EXERCISE PROMPT:
Pick out every line of the items below that contains the word "tail", and copy each of those lines.

□ □ □ □ □

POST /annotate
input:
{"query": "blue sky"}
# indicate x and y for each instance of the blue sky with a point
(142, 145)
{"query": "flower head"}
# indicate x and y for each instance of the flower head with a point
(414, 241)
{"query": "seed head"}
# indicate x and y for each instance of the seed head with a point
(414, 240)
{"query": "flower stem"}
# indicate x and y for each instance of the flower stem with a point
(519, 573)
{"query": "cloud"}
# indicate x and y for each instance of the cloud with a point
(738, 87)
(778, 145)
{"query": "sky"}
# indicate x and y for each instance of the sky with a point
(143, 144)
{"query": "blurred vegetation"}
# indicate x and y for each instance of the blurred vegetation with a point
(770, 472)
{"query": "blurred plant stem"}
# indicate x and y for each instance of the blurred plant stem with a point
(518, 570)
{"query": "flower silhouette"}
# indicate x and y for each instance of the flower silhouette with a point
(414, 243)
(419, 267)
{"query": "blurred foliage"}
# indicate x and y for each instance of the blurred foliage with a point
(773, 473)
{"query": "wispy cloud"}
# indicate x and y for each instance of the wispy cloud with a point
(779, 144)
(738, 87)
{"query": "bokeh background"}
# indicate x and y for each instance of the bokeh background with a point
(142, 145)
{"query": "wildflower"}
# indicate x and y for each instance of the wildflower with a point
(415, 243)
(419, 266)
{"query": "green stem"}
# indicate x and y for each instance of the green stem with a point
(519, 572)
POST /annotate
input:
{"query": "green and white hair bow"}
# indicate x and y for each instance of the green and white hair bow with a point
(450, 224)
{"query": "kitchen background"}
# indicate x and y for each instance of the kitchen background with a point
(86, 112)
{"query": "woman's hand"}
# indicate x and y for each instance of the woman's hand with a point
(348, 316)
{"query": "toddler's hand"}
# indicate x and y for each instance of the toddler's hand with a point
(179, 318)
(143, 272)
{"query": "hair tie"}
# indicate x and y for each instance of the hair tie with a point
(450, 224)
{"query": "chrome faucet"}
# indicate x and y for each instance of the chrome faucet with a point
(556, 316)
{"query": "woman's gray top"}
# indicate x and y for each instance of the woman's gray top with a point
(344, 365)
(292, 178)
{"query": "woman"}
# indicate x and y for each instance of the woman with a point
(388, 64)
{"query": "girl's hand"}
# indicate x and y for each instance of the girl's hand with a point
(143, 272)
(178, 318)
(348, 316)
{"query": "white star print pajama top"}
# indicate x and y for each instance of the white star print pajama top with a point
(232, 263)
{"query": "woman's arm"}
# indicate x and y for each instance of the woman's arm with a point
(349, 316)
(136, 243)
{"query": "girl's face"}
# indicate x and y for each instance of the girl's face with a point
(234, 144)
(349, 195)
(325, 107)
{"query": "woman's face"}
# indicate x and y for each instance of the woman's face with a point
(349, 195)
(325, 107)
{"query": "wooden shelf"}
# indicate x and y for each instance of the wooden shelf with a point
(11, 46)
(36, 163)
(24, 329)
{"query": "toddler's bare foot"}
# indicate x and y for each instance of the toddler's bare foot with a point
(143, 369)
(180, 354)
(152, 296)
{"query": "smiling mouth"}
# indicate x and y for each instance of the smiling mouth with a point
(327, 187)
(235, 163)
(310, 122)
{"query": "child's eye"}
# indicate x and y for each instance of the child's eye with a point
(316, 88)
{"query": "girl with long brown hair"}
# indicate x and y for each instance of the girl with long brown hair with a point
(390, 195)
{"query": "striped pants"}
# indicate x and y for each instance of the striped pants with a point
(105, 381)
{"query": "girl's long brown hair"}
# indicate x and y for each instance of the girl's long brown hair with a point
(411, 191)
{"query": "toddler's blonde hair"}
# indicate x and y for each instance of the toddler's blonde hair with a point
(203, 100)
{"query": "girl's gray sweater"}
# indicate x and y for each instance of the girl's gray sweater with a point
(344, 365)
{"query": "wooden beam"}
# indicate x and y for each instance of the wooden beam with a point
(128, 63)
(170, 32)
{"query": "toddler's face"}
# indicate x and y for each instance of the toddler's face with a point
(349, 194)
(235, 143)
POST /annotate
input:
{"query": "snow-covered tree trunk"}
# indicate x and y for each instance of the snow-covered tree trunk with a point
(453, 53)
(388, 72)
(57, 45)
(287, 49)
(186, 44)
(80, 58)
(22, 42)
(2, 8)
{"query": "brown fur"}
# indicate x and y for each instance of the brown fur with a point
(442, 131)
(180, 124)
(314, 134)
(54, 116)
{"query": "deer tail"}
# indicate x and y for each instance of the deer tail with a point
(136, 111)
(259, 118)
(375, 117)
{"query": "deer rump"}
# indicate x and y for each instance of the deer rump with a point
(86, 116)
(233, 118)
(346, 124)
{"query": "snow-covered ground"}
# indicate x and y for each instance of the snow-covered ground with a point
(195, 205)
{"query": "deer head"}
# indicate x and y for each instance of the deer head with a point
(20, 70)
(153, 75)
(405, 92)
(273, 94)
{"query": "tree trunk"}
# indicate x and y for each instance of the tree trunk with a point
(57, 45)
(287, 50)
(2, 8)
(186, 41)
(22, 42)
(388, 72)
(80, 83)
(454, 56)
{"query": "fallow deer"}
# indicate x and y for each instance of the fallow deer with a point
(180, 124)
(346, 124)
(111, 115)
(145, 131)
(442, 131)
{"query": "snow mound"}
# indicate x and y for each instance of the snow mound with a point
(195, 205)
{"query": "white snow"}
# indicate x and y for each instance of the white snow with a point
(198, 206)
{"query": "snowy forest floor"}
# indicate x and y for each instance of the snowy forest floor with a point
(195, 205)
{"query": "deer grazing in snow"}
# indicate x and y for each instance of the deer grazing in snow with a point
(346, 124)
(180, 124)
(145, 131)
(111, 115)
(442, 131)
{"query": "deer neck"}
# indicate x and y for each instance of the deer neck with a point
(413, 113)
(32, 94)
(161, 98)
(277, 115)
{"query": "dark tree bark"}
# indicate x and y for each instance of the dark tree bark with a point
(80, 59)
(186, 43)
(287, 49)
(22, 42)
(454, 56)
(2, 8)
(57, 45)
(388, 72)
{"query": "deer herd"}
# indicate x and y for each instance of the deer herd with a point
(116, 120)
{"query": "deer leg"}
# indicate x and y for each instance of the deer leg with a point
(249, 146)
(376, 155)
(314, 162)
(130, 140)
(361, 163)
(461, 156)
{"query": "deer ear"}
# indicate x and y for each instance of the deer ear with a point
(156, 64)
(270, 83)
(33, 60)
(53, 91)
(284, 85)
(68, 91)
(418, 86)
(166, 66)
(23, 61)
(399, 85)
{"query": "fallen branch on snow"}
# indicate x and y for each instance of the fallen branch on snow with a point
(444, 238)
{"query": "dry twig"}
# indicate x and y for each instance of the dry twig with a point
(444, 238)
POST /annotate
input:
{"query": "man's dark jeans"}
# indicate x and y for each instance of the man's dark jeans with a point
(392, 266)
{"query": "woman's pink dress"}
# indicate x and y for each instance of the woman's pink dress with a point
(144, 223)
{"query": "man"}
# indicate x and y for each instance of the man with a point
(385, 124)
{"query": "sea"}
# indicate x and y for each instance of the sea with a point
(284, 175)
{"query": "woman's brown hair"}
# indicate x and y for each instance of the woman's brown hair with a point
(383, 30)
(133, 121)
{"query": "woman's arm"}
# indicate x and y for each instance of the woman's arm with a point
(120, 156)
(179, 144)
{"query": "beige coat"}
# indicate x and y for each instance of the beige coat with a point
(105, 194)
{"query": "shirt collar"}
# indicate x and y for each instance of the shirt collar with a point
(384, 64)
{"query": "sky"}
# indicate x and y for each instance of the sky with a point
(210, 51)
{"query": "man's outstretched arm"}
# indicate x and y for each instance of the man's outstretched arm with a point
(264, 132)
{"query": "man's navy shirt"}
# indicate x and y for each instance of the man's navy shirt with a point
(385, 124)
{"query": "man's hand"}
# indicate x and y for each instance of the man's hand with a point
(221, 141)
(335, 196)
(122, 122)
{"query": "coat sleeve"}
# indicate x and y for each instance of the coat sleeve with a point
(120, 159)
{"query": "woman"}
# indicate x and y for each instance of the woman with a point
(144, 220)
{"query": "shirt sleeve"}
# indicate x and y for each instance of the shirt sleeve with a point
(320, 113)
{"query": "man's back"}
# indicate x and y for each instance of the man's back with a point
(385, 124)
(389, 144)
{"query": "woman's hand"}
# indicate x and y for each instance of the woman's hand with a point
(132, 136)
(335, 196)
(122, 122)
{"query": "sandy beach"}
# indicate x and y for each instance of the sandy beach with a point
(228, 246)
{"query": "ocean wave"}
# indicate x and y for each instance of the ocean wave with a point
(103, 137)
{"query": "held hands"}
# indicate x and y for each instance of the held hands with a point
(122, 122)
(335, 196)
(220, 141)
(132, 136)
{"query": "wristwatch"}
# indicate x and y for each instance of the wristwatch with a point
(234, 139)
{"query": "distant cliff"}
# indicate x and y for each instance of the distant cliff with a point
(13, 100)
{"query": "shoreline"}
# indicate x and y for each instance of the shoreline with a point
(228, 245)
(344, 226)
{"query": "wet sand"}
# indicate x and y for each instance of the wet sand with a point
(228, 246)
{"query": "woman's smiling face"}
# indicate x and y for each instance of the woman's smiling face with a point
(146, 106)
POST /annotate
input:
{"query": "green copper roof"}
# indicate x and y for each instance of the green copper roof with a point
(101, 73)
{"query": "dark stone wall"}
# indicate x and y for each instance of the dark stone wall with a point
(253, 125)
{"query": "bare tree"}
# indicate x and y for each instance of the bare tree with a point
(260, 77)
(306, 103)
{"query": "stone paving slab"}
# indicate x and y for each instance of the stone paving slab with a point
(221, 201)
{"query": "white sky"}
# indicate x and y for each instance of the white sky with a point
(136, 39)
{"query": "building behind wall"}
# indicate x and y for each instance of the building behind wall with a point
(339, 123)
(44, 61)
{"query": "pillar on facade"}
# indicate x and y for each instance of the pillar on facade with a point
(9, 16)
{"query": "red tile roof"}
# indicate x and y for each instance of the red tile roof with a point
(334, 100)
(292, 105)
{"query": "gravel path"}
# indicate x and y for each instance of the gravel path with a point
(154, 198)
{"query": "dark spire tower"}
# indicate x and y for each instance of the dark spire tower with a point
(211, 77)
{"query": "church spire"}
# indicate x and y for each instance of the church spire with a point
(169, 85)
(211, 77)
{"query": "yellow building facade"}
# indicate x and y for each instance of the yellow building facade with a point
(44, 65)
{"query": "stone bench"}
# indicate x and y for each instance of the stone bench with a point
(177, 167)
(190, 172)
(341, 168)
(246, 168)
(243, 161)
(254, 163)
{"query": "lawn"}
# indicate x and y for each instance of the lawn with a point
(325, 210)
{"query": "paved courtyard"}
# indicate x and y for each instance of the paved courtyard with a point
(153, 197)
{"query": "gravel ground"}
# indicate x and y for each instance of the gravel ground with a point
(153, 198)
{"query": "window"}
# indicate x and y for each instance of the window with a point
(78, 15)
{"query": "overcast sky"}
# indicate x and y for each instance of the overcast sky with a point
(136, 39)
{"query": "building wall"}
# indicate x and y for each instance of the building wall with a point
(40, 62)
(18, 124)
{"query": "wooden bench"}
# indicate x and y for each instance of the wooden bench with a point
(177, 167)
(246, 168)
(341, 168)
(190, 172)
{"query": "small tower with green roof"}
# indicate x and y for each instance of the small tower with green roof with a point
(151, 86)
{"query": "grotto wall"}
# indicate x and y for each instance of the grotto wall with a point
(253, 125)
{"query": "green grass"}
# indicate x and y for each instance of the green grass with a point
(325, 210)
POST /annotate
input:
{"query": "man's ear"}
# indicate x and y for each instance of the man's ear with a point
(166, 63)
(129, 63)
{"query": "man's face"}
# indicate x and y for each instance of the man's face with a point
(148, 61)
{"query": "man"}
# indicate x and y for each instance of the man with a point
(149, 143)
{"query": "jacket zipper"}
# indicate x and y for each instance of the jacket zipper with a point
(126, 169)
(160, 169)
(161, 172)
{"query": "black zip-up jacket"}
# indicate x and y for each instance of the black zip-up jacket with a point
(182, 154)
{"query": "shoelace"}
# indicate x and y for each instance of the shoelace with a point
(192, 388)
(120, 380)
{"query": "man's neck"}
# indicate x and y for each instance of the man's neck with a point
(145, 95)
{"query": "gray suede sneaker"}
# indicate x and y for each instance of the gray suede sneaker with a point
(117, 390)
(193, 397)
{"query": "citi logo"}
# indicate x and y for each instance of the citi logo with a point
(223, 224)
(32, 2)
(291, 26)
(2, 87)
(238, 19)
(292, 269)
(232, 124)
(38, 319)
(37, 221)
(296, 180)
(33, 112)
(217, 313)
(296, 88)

□ □ □ □ □

EXERCISE SOLUTION:
{"query": "deer tail"}
# indicate x and y for each instance of the deer tail with a point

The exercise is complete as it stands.